*AUFGABE A*.
Entnimm dem Textauszug über Hershs Bericht und die Zweifel der Medien den Abschnitt, der mit „Tatsächlich hatte bereits“ beginnt und mit „aufgetankt worden war.“ endet, und schreibe ihn wortgetreu ab.

---------- TEXTAUSZUG

Tatsächlich hatte bereits wenige Tage nach den Anschlägen ein Ex-US-Militär und Luftfahrtexperte öffentlich zugängliche Luftraumüberwachungsdaten publiziert (Video hier), die zeigten, wie eine solche P-8 zur Tatzeit über dem Tatort kreiste, nachdem sie von einer Militärmaschine im Luftraum über Polen aufgetankt worden war.
Der ehemalige CIA-Analyst Larry C. Johnson kommentierte:
„Es gibt immer noch einige Patrioten in den Geheimdiensten, die über Bidens gesetzloses Verhalten alarmiert sind. Ich kann mir vorstellen, dass die Biden-Regierung eine Hexenjagd auf die Geheimdienstmitarbeiter starten wird, die Sy Hersh auf diese Geschichte aufmerksam gemacht haben. Laut Verfassung ist nur der Kongress befugt, einem anderen Land den Krieg zu erklären. Joe Biden hat sich diese Befugnis angemaßt und eine Kriegshandlung gegen einen NATO-Verbündeten (Deutschland) durchgeführt.“
Medien zweifeln
Deutsche Medien zweifeln jedoch weiterhin an der Geschichte. Sie bemängeln vor allem, dass Hersh sich dabei nur auf eine einzige – und auch noch anonyme – Quelle beruft, was aber bei Enthüllungen solcher Größenordnung und Brisanz naturgemäß kaum zu vermeiden ist. Würde die Quelle bekannt, wäre nicht nur deren berufliche Zukunft, sondern auch ihr Leben und die Sicherheit ihrer Familie in Gefahr. Viele von Hershs brisantesten und preisgekrönten Veröffentlichungen basieren daher auf anonymen Quellen aus dem Militär- und Sicherheitsapparat der USA, wohin der 85-jährige seit mittlerweile mehr als 50 Jahren verlässliche Kontakte unterhält.

--------------------
---------- GEGEBENE DATEN

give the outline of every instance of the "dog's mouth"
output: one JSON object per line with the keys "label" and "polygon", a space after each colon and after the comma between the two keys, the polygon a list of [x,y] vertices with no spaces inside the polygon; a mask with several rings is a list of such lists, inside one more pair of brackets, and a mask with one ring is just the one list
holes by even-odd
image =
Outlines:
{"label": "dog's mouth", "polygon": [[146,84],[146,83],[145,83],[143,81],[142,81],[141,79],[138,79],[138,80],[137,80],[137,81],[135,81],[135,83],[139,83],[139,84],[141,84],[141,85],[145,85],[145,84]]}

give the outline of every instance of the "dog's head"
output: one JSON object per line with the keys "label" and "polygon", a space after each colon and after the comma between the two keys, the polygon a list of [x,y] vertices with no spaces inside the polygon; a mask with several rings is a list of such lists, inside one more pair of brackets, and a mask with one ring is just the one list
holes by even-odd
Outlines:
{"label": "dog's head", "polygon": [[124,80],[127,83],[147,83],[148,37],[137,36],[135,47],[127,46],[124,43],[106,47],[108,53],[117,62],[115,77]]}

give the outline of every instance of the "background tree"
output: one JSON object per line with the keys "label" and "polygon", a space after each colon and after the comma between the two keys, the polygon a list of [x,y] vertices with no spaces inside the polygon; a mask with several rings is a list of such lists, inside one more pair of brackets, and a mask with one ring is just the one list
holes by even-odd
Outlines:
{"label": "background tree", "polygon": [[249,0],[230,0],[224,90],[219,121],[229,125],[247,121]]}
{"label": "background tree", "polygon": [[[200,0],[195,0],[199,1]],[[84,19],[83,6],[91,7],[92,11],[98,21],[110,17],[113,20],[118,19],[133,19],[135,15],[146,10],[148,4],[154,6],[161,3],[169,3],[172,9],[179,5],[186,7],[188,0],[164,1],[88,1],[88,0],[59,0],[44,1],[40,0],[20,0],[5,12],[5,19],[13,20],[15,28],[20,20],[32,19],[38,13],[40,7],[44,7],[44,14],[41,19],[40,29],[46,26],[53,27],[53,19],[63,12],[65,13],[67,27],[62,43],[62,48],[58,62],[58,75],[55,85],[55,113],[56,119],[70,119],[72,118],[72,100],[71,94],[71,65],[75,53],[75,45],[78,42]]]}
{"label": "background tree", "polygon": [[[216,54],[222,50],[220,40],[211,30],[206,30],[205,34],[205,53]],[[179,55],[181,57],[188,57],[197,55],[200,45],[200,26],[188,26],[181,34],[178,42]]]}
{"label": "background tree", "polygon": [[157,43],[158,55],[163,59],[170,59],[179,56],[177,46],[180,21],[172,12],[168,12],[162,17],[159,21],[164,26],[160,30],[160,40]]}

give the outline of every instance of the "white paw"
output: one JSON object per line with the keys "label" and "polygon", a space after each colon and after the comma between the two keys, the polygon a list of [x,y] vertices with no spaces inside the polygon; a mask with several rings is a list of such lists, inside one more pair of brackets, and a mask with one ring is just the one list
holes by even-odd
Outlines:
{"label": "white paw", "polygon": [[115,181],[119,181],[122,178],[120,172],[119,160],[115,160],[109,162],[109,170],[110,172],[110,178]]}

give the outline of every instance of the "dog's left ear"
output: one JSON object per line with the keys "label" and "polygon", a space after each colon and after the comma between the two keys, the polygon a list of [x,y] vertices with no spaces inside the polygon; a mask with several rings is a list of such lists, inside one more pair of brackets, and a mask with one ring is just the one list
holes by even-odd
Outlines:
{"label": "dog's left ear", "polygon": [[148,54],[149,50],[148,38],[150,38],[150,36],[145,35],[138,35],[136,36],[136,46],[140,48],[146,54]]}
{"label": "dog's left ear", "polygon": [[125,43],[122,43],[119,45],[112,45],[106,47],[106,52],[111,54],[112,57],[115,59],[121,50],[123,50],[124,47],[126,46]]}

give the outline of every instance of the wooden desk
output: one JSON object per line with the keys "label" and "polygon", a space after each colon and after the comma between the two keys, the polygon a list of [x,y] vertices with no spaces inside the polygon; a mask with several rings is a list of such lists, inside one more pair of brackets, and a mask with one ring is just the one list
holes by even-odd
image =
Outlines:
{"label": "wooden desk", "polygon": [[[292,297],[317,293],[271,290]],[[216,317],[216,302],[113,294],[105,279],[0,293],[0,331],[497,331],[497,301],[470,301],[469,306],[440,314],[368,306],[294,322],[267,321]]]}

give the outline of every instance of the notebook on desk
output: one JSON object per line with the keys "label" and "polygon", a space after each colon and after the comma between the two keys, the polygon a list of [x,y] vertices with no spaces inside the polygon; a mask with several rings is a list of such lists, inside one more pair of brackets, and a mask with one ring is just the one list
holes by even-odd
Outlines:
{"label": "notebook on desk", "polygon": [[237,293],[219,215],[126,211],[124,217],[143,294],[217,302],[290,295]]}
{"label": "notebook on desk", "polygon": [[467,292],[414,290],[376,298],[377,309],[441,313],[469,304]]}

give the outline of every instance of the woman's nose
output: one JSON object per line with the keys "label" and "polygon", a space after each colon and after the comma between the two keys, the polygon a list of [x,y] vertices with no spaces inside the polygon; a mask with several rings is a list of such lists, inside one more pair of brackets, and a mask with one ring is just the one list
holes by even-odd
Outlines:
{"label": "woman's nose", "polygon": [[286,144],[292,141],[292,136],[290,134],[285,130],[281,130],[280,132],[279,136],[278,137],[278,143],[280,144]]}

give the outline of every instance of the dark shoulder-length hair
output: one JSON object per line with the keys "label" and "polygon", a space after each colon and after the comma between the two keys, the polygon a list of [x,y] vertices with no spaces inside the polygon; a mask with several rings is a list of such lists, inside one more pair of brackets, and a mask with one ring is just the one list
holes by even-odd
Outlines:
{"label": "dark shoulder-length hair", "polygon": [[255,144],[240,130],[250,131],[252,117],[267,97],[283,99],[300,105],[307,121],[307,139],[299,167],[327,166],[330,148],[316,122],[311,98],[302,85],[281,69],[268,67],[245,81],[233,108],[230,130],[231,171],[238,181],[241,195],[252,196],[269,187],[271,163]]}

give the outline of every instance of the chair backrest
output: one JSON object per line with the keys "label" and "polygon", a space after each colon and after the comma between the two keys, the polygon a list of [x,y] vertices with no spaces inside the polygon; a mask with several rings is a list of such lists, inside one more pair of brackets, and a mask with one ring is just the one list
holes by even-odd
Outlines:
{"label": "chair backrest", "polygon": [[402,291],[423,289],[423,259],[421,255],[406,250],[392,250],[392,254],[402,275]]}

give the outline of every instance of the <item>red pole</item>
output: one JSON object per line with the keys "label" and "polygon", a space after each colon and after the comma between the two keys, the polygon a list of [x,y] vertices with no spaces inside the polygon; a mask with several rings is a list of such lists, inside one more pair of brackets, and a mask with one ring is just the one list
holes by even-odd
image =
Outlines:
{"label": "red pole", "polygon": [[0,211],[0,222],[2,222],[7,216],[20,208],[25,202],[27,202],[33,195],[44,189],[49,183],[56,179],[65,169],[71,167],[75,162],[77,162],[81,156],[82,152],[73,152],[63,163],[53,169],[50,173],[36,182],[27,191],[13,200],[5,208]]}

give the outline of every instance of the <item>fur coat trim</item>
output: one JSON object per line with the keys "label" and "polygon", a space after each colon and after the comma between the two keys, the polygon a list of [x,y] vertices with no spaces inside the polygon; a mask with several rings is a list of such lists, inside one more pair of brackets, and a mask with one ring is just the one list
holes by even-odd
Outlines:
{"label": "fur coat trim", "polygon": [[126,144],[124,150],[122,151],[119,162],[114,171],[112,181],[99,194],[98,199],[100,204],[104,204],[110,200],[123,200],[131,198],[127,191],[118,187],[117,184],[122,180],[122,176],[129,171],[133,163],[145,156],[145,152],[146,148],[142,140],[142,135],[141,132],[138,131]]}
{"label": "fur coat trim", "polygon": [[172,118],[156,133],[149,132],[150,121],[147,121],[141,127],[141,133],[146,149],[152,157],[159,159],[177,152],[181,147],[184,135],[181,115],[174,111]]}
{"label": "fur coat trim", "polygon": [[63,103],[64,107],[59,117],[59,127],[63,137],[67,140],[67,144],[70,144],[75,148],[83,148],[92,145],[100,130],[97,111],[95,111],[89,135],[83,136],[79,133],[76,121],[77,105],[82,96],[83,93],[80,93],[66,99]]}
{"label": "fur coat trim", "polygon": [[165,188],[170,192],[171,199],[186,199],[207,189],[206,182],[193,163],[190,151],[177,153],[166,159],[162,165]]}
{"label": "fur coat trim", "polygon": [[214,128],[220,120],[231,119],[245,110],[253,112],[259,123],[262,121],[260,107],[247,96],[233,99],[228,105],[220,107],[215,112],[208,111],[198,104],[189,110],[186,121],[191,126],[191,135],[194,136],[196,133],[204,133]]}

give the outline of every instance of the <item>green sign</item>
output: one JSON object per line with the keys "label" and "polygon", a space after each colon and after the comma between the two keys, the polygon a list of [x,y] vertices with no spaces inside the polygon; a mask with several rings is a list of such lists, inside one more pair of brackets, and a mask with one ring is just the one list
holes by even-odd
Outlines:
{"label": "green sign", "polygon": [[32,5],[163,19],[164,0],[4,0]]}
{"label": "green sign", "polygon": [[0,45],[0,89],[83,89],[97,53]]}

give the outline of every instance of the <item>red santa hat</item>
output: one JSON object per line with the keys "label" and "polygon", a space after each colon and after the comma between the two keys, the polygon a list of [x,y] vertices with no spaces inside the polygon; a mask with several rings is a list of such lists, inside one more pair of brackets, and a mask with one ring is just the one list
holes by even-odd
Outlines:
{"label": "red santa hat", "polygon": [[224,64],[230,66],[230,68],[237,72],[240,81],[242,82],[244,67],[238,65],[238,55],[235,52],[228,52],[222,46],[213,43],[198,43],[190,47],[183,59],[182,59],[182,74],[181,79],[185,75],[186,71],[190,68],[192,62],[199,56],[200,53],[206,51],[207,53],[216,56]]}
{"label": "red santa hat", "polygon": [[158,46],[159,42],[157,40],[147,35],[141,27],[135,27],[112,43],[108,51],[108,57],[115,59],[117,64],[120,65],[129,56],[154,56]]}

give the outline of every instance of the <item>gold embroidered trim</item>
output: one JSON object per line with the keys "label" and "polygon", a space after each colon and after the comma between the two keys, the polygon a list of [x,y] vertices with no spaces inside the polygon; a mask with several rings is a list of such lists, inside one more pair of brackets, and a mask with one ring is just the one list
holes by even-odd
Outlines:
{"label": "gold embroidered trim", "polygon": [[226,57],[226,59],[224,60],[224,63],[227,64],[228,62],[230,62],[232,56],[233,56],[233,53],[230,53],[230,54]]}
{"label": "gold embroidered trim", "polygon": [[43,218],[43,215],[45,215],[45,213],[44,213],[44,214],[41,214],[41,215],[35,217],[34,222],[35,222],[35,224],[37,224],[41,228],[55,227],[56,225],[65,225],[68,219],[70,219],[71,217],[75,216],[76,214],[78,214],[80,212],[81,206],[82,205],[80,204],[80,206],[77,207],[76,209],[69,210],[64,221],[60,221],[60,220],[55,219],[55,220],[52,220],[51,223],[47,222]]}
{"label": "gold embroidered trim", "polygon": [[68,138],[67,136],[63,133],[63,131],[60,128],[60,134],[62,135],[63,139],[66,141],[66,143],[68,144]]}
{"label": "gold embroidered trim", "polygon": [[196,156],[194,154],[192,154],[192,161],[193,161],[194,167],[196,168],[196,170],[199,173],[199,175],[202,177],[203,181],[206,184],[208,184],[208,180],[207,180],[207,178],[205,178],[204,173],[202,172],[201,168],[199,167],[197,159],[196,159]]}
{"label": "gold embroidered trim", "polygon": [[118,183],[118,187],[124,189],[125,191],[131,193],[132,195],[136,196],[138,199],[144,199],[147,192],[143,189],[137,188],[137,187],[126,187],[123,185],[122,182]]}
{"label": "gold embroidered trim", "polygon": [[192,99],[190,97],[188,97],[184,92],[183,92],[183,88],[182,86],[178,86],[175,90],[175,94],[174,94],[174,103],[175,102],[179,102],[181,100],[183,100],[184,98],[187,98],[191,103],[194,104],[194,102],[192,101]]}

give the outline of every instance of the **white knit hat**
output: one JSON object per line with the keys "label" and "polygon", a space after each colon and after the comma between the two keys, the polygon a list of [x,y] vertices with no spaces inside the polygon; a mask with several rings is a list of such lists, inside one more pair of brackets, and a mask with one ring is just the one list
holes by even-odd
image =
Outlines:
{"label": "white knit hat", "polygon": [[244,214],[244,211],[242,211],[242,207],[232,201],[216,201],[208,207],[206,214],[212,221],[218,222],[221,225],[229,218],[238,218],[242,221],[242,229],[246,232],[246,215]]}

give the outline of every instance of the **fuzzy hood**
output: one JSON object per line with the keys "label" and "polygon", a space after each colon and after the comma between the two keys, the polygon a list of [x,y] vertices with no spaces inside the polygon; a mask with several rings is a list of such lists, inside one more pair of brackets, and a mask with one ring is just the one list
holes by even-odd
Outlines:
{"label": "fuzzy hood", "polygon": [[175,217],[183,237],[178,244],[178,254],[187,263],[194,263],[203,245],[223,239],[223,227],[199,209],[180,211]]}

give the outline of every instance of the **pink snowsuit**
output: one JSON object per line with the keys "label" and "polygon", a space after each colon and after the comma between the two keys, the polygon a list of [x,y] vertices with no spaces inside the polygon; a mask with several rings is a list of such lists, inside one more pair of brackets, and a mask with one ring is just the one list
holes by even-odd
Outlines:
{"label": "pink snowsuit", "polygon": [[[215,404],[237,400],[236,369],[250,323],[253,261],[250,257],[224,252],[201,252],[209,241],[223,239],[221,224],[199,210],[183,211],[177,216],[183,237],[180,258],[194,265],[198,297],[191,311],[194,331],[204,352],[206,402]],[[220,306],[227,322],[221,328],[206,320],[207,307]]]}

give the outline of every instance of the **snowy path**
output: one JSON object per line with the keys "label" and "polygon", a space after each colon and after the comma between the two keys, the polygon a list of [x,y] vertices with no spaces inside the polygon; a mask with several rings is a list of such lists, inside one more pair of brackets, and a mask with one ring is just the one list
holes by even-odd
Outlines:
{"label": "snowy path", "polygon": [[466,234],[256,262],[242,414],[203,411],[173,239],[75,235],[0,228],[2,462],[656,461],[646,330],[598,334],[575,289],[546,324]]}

--------------------

*AUFGABE B*.
Suche aus den Datensätzen jede Zeile heraus, in der die Zeichenfolge „background“ vorkommt, und gib diese Zeilen unverändert wieder.

*LÖSUNG A*.
Tatsächlich hatte bereits wenige Tage nach den Anschlägen ein Ex-US-Militär und Luftfahrtexperte öffentlich zugängliche Luftraumüberwachungsdaten publiziert (Video hier), die zeigten, wie eine solche P-8 zur Tatzeit über dem Tatort kreiste, nachdem sie von einer Militärmaschine im Luftraum über Polen aufgetankt worden war.

*LÖSUNG B*.
give the outline of every instance of the "background tree"
{"label": "background tree", "polygon": [[249,0],[230,0],[224,90],[219,121],[229,125],[247,121]]}
{"label": "background tree", "polygon": [[[200,0],[195,0],[199,1]],[[84,19],[83,6],[91,7],[92,11],[98,21],[110,17],[113,20],[118,19],[133,19],[135,15],[146,10],[148,4],[154,6],[161,3],[169,3],[172,9],[179,5],[186,7],[188,0],[164,1],[88,1],[88,0],[59,0],[44,1],[40,0],[20,0],[5,12],[5,19],[13,20],[15,28],[20,20],[32,19],[38,13],[40,7],[44,7],[44,14],[41,19],[40,29],[46,26],[53,27],[53,19],[63,12],[65,13],[67,27],[62,43],[62,48],[58,62],[58,75],[55,85],[55,113],[56,119],[70,119],[72,118],[72,100],[71,94],[71,65],[75,53],[75,45],[78,42]]]}
{"label": "background tree", "polygon": [[[216,54],[222,50],[220,40],[211,30],[206,30],[205,34],[205,53]],[[179,55],[181,57],[188,57],[197,55],[200,45],[200,26],[188,26],[181,34],[178,42]]]}
{"label": "background tree", "polygon": [[157,43],[158,55],[163,59],[170,59],[179,56],[177,46],[180,21],[172,12],[168,12],[162,17],[159,21],[164,26],[160,30],[160,40]]}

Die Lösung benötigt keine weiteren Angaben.